■ **Zitierter Textauszug**:
Damit soll der US-Präsident Woodrow Wilson milde gestimmt werden in Bezug auf Waffenstillstandsbedingungen, die in diplomatischen Noten zwischen Berlin und Washington ausgetauscht werden. Wilson bleibt aber hart und besteht vorab auf vollständiger Einstellung des U-Boot-Krieges und dem deutschen Rückzug aus Belgien und dem noch besetzten Streifen Nordfrankreichs. Der de facto führende Kopf der Heeresleitung, General Erich Ludendorff, wird am 26. Oktober zum Rücktritt bewegt. Am 29. Oktober weigern sich Matrosen in Wilhelmshaven, mit Schiffen der Hochseeflotte zu neuen Kampfhandlungen auszulaufen.

Durchhalteparolen: An der Heimatfront″ in Osnabrück herrscht Anfang Oktober in dieser Schicksalsstunde Deutschlands″ noch Hoffnung auf einen ehrenvollen und unseren Interessen gerecht werdenden Frieden″, wie der Kommentar im Osnabrücker Tageblatt″ ihn fordert. Das Reich hat seine neuen Männer, denen man bitte Vertrauen schenken soll.″ Der amerikanische Präsident habe die tief greifenden Wandlungen im deutschen Verfassungswesen″ sicherlich positiv vermerkt.

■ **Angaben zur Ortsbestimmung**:
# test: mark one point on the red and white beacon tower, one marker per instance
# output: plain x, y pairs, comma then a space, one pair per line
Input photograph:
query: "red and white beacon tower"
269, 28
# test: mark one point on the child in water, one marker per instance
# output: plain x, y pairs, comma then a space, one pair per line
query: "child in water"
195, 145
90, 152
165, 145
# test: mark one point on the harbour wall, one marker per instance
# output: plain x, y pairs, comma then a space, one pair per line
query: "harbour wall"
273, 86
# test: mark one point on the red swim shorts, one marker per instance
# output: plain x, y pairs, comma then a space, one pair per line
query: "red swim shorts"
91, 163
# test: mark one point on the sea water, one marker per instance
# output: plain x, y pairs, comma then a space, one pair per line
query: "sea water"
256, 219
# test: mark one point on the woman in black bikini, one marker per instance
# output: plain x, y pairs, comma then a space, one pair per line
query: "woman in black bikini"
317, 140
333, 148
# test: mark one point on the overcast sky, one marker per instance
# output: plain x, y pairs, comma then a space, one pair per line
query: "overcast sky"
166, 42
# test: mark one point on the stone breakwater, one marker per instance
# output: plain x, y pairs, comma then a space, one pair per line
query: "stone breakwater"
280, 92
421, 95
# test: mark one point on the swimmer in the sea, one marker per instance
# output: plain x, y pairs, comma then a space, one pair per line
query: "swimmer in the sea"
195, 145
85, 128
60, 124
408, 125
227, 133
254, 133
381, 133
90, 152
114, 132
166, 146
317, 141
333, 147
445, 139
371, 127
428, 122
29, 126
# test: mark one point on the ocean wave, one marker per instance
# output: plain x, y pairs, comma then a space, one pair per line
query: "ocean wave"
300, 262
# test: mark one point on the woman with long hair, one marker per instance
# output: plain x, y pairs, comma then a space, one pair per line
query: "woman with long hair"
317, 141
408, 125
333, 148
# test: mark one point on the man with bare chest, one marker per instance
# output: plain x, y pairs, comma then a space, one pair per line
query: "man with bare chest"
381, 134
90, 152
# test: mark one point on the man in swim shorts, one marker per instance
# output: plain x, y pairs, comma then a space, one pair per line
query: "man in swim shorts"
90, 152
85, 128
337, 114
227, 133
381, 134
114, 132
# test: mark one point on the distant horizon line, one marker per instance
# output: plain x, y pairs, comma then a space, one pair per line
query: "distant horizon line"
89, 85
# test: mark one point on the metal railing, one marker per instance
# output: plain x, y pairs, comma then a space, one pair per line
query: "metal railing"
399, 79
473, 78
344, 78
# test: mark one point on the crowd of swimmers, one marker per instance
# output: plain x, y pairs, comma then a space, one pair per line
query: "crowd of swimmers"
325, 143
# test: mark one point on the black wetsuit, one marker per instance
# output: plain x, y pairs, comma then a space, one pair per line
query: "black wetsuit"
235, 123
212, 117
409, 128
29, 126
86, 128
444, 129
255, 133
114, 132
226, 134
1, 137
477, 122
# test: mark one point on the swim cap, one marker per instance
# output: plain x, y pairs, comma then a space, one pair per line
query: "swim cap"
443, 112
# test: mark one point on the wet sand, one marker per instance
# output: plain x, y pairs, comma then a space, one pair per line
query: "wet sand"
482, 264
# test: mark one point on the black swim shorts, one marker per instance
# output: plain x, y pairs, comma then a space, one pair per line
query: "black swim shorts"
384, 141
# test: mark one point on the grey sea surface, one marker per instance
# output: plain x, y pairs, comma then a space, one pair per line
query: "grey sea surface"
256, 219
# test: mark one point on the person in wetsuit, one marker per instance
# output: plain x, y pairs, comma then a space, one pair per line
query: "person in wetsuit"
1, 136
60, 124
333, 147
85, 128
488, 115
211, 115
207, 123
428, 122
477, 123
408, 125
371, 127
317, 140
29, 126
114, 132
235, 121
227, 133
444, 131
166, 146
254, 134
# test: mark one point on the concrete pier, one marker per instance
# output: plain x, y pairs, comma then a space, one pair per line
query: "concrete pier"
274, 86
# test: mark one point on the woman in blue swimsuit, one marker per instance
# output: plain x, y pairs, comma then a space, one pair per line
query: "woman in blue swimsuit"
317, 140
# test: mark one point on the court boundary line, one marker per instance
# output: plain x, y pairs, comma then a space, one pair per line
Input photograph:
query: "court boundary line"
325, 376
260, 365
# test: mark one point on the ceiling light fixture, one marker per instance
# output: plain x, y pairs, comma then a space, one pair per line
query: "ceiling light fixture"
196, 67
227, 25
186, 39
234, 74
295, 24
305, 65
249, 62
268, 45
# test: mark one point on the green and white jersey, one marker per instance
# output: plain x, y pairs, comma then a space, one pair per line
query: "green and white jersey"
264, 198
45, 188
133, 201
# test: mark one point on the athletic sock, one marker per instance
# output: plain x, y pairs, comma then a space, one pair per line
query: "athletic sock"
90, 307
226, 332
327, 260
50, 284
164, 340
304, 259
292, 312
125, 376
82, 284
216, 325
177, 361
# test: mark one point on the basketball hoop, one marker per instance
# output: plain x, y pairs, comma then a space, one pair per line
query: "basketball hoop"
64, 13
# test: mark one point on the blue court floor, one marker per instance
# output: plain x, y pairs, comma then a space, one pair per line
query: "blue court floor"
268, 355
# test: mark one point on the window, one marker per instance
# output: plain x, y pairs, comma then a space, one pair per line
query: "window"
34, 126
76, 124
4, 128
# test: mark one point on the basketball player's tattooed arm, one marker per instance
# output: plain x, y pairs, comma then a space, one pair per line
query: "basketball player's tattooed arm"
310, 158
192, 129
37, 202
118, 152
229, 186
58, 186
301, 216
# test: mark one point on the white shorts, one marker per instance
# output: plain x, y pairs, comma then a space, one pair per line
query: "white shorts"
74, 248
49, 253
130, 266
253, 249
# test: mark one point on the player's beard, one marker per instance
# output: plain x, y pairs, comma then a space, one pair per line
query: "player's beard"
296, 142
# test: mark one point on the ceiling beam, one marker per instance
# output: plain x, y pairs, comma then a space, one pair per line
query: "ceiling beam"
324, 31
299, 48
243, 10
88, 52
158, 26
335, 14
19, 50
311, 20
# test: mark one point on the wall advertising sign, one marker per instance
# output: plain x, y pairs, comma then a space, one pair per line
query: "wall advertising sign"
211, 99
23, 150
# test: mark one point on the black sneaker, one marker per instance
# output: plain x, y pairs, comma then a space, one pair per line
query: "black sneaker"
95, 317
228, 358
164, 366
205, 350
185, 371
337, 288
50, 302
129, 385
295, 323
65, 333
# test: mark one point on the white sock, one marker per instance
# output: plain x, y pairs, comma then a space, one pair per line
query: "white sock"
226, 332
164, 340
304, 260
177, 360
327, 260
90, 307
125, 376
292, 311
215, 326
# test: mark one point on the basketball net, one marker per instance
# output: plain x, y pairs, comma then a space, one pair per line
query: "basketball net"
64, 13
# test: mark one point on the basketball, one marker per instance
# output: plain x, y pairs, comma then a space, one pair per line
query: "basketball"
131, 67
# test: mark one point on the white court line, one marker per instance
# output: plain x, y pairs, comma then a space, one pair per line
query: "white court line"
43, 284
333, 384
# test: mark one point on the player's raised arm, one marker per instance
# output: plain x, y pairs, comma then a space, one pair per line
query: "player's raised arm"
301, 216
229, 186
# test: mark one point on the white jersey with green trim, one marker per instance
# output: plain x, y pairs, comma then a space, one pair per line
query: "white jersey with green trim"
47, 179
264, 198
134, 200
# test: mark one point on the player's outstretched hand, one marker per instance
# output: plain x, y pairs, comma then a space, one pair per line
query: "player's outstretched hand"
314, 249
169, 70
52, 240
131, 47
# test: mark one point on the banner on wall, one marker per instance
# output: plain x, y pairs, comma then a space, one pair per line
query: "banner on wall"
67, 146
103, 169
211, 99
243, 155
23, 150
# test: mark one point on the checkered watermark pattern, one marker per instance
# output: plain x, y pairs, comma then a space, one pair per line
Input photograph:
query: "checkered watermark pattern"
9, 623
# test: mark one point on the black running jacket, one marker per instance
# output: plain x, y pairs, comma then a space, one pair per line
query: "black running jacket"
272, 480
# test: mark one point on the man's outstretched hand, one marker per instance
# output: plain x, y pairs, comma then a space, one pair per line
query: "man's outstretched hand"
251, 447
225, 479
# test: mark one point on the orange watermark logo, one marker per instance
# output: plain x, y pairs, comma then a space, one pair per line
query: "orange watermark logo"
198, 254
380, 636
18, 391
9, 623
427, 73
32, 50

■ **Zu bearbeiten**:
[1] Beantworten Sie anhand des Textauszugs kurz die folgenden Fragen:
(a) An welchem Tag wird General Erich Ludendorff zum Rücktritt bewegt?
(b) In welcher Stadt weigern sich am 29. Oktober Matrosen, mit Schiffen der Hochseeflotte auszulaufen?
(c) In welcher Zeitung steht der Kommentar, der einen ehrenvollen Frieden fordert?
[2] Schreiben Sie den Textauszug über das Kriegsende 1918 und die Stimmung in Osnabrück im Anschluss an seinen letzten Satz weiter.

■ **Lösungen**:
[1]
(a) Am 26. Oktober.
(b) In Wilhelmshaven.
(c) Im „Osnabrücker Tageblatt“.

[2]
Kriegsanleihe: Noch wird kräftig Werbung für eine neue Kriegsanleihe gemacht, die neunte. Es soll die letzte sein. Um anderslautenden Gerüchten entgegenzutreten, lässt das Reichsbankpräsidium verkünden: Wer Kriegsanleihe zeichnet, verlängert nicht den Krieg! Nur ein schlechtes Ergebnis der Kriegsanleihe würde den Krieg verlängern. Denn unsere Feinde würden dann unseren wirtschaftlichen Zusammenbruch erhoffen und frischen Mut zum Weiterkämpfen schöpfen.″ Die Osnabrücker Banken springen auf den Werbefeldzug auf und leiten die Zeichnungsaufträge kostenfrei weiter. Fünf Prozent Zinsen werden versprochen bei einem attraktiven Ausgabekurs von 98 Prozent.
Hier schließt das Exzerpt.